Edit: Also, I guarantee that "finding a rhyme" is not the bottleneck that's keeping modern poets from writing rhyming poetry.


On second thought, I agree. I believe I've lost my wager. Thanks for the correction.


Why does a poem need to rhyme before it can be considered free of defects?


Ditto - my partner is poet ... this is neat, but doesn't relate to what poets do nowadays.

That said, this has prompted some very interesting discussion of what kinds of tools /would/ be useful.


This is exactly what is wrong.

A poem, or a program or mathematical prove could be written down only after it has been emerged, formed to some extent, in one's mind.

When people sat town to write something but having no idea that was thought over for a long time (consciously and as background processes) with hope that an IDE will help them quickly put together a program, or a poem, they will end up with a mediocre piece of a crap.

It is true for almost every kind of writing, including letters or blog-posts. Matlab alone cannot help you prove anything.

Being a poet (or programmer) is a habit of the mind. A rhythm is not a problem, the meaning is.


It doesn't promise to make a poet out of you, it's just a toy. You know, for fun.

People don't start anything correctly; babies don't start life running marathons or breezing through piano suites, we learn through play and toys are the tools of play. This is a toy for poetry, remarkably beautiful in its simplicity and the way in which it invites one to play.

but it seems you have never played before.


Personally, I find that pieces of writing come out in little shreds over time; I was hoping this would be something that would assist in the process of recording and putting them together, or maybe some sort of nonlinear text editor that lets you have multiple alternate phrasings for a line. But no, I guess I'll still have to write it myself.


I disagree with this, but am fascinated by the idea of what you're saying.

When I write (code) , I don't do so with an idea of what I'm going to say down to the word (module), but I do have a vague idea of what I want to say (do). This paragraph, for example; I knew I disagreed with you, but I had to write it out to explore why. If I'm trying to conform to some arbitrary rhyming scheme (syntax), I'm going to be faster in my writing if I can see what all of my options are.


  There once was a guy from HN
  Who ran out of ink in his pen
  He made a site
  And it's working alright
  But only for then and again


nice! it even provoked me to spend some time writing this something instead of going to bed (sorry for the rant, i'm a bad bad sleep-deprived poet:)

  i think duck typing is retarded.
  although sometimes it is regarded
  as an elegant solution
  to your code base evolution
  don't let simplicity of use
  and the surrounding hype confuse
  your inner paranoid coder
  who wants to keep the code in order.

▶ **EXTRACTED MATERIAL**

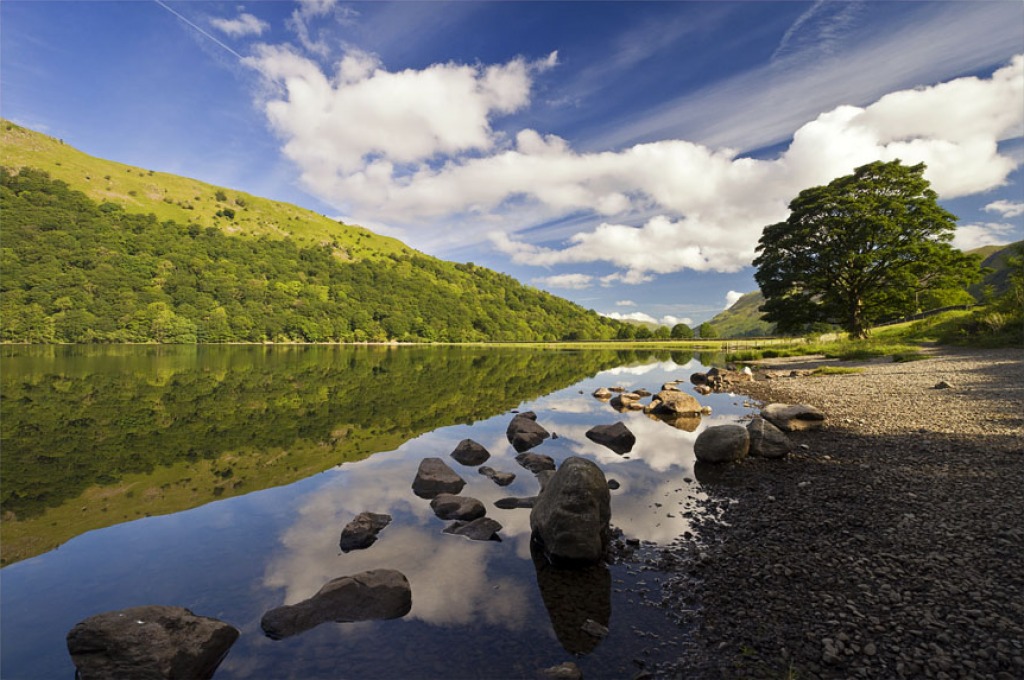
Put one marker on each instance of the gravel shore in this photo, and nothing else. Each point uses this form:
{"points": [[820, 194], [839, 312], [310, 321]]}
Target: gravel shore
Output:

--

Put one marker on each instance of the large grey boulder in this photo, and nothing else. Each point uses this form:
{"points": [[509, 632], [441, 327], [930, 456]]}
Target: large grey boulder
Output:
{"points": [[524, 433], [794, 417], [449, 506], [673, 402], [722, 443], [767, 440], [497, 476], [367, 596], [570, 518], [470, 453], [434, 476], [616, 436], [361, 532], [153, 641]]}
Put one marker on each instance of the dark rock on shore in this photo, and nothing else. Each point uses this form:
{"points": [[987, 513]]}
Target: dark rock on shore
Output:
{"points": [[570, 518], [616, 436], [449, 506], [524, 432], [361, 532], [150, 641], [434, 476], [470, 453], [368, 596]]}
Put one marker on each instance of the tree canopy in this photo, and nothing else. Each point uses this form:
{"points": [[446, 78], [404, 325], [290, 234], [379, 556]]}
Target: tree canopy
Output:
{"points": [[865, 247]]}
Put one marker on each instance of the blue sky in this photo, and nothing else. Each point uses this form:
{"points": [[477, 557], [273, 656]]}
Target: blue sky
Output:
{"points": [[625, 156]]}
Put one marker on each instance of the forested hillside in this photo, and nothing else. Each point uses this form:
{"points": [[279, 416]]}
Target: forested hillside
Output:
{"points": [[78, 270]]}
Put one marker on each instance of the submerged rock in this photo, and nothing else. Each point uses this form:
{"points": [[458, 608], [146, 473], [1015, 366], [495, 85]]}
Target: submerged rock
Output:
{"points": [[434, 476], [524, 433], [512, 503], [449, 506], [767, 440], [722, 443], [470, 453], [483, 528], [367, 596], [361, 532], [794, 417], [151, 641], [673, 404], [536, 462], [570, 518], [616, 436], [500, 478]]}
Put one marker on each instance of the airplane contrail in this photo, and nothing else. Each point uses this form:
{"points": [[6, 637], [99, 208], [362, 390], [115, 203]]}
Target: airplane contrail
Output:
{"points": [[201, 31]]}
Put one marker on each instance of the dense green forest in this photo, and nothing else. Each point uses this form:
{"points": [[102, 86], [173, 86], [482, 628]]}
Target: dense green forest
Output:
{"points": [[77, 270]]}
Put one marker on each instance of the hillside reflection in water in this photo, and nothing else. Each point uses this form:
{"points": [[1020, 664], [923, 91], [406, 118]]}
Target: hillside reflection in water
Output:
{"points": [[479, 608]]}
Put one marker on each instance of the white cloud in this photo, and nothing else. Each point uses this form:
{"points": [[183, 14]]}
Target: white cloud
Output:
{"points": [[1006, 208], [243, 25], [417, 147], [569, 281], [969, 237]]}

▶ **REQUIRED ACTIONS**
1 – According to the discussion, what is being a poet or programmer?
2 – Repeat the passage of the discussion from "When people sat" up to and including "know, for fun.".

▶ **EXPECTED RESULTS**
1 – A habit of the mind.

2 –
When people sat town to write something but having no idea that was thought over for a long time (consciously and as background processes) with hope that an IDE will help them quickly put together a program, or a poem, they will end up with a mediocre piece of a crap.

It is true for almost every kind of writing, including letters or blog-posts. Matlab alone cannot help you prove anything.

Being a poet (or programmer) is a habit of the mind. A rhythm is not a problem, the meaning is.


It doesn't promise to make a poet out of you, it's just a toy. You know, for fun.